### Задание 1
Перепишите без изменений фрагмент текста о Сарре Равич, который начинается со слов «Равич показала, что» и завершается словами «помощь от родителей[940].».
### Задание 2
Назовите всех людей, упомянутых по фамилии в тексте о Сарре Равич.
### Задание 3
Напишите продолжение текста о Сарре Равич, начав сразу после его последнего предложения.

Равич показала, что она приехала в Мюнхен из Женевы… <…> Она утверждает, что принадлежит к русской социал-демократической партии, и в январе 1905 г. находилась по политическим обвинениям несколько месяцев в санкт-петербургской тюрьме. В июне 1906 г. она уехала со своей родины (Витебск) в Париж, в Париже провела 6 месяцев, а затем переехала в Женеву, где она, так же как и в Париже, изучала философию и жила, получая помощь от родителей[940].

Судя по всему, сведения, которые на допросе сообщила о себе студентка философии, соответствовали действительности[941].

Из тюрьмы она попыталась передать оставшимся на воле соратникам тайную записку, в которой содержался женевский адрес видного большевика Николая Семашко. Записку перехватила охрана, после чего швейцарская полиция взяла под стражу и Семашко, и жившего в одном доме с Равич Вячеслава Карпинского. Впрочем, оба они не имели прямого отношения ни к «Тифлисскому эксу», ни к размену «криминальных» пятисотрублевок, а потому в заключении находились недолго. Что касается представителей «большевистской молодежи», задержанных в Мюнхене, Стокгольме, Париже и других городах, то добиться их выдачи российскому правительству, невзирая на все усилия, так и не удалось. Непосредственную причастность арестованных к экспроприации власти европейских государств посчитали недоказанной. В Баварии Сарру Равич привлекли к суду лишь за укрывательство похищенных кредитных билетов, а в ходе судебных разбирательств обвинение и вовсе переквалифицировали на пособничество преступлению. В тюрьме она провела 15 месяцев и вышла на свободу в апреле 1909-го с предписанием навсегда покинуть пределы Баварского королевства[942]. Уже во второй половине того же года «товарищ Ольга» (партийный псевдоним Равич) вновь работала в женевской группе большевиков и отправляла отчеты о своей деятельности Семашко, перебравшемуся вслед за Лениным в Париж[943].

[Записи набора данных]
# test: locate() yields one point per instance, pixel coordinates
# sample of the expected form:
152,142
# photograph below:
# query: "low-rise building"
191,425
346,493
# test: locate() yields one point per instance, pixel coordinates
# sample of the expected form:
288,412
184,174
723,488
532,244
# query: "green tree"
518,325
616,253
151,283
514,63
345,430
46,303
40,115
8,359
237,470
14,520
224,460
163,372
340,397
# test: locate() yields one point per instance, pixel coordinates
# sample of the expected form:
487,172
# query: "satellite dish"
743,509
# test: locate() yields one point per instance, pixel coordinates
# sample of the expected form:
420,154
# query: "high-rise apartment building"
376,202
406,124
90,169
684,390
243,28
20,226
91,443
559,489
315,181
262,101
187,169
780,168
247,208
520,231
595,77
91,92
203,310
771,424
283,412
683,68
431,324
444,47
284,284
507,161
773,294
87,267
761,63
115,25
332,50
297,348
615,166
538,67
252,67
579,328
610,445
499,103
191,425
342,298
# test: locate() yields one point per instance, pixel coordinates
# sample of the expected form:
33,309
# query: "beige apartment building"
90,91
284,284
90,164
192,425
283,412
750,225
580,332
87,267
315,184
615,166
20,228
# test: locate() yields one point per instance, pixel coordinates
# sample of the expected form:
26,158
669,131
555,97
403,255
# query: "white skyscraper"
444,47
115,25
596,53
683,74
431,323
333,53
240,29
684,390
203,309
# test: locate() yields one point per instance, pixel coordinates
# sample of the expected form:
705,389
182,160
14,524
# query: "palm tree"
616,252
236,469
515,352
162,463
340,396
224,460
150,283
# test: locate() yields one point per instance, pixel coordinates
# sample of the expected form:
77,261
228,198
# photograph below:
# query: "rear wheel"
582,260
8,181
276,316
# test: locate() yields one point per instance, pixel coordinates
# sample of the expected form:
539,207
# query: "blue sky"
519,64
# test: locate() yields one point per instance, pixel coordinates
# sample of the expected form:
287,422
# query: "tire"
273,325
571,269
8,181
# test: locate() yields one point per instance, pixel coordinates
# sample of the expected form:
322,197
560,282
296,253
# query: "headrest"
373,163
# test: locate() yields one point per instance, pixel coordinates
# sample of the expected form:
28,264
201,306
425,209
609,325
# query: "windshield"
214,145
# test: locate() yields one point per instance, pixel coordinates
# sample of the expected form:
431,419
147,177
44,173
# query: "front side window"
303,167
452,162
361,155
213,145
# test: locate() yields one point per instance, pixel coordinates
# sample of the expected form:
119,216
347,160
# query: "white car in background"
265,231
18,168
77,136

### Правильный ответ 1
Равич показала, что она приехала в Мюнхен из Женевы… <…> Она утверждает, что принадлежит к русской социал-демократической партии, и в январе 1905 г. находилась по политическим обвинениям несколько месяцев в санкт-петербургской тюрьме. В июне 1906 г. она уехала со своей родины (Витебск) в Париж, в Париже провела 6 месяцев, а затем переехала в Женеву, где она, так же как и в Париже, изучала философию и жила, получая помощь от родителей[940].

### Правильный ответ 2
Сарра Равич, Николай Семашко, Вячеслав Карпинский, Ленин.

### Правильный ответ 3
Центром притяжения не только для политических эмигрантов, но и для всей многочисленной русской колонии Женевы служила общественная библиотека. Еще в 1902 году библиофил и издатель Георгий Куклин открыл в городе русскую библиотеку-читальню. Позже в нее влилась часть Библиотеки и архива РСДРП. В соответствии с завещанием Куклина после его смерти в 1907-м учреждение перешло в распоряжение большевиков и стало носить имя основателя. Заведование библиотекой по тому же завещанию поручалось супругам (видимо, гражданским) Вячеславу Карпинскому и Сарре Равич[944]. Брал там книги и Шолом-Алейхем, подолгу живший как в самой Женеве, так и в других местах на побережье Женевского озера — Лозанне, Монтрё и Кларане. В январе 1912-го писатель поручил московским издателям выслать библиотеке им. Г. А. Куклина первые шесть томов своего собрания сочинений на русском языке, за что удостоился благодарственного письма от Карпинского[945].

Характерные для эмигрантских мемуаров сетования на финансовые и бытовые тяготы присутствуют и в воспоминаниях Равич: «Жизнь в эмиграции, особенно во время войны, мало чем отличалась от ссылки. <…> Дороговизна жизни, безработица, отсутствие поддержки из России делали жизнь эмигрантов крайне тяжелой»[946]. До начала Первой мировой войны, как мы уже знаем из донесения мюнхенской полиции, какую-то поддержку от остававшихся в России родителей она получала, тем не менее супруги были весьма ограничены в средствах. Предложение Шолом-Алейхема, искавшего переводчика для своего нового романа, пришлось как нельзя кстати.

Сотрудничество еврейского писателя и профессиональной революционерки, как уже было сказано, продолжалось около полутора лет — с осени 1912 года по январь 1914-го. Несколько раз за это время они встречались лично, но в основном общение происходило по переписке и протекало далеко не просто, сопровождаясь взаимным раздражением и взаимными упреками. Быстро выяснилось, что переводчица, на которую автор возлагал столь серьезные надежды, не обладает необходимыми литературными навыками, а ее владение идишем оставляет желать много лучшего: неоднократно Шолом-Алейхему приходилось указывать ей на ошибочно интерпретированные фразы и даже объяснять значение некоторых слов. И все же определенное взаимопонимание в конце концов было достигнуто.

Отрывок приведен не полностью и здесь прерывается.